**記述問題:**
以下の記録の各行を一字一句変えずに返すこと。画像は答えに含めない。

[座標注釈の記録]

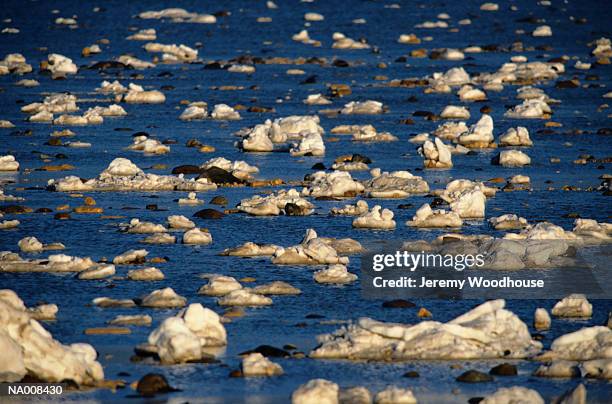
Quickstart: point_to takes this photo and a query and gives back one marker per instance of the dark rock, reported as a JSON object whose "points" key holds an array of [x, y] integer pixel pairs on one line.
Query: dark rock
{"points": [[260, 109], [14, 209], [137, 134], [339, 90], [219, 200], [54, 141], [213, 66], [398, 304], [153, 383], [220, 176], [604, 131], [309, 80], [572, 215], [209, 214], [194, 143], [504, 369], [268, 351], [474, 376]]}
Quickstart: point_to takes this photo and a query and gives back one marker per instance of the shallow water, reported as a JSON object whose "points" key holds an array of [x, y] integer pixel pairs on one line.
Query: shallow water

**解答:**
Quickstart: point_to takes this photo and a query and gives back one marker per instance of the dark rock, reported as a JSON object whose "points" key holds an array of [x, y] integer pixel pairs on one line.
Query: dark rock
{"points": [[260, 109], [14, 209], [137, 134], [339, 90], [219, 200], [54, 141], [213, 66], [398, 304], [153, 383], [220, 176], [604, 131], [309, 80], [572, 215], [209, 214], [194, 143], [504, 369], [268, 351], [474, 376]]}
Quickstart: point_to takes this photo and a query and gives back one marker per instance of the shallow water, reported as a JSON object whose "points" key holds an array of [x, y] integer pixel pairs on one line.
Query: shallow water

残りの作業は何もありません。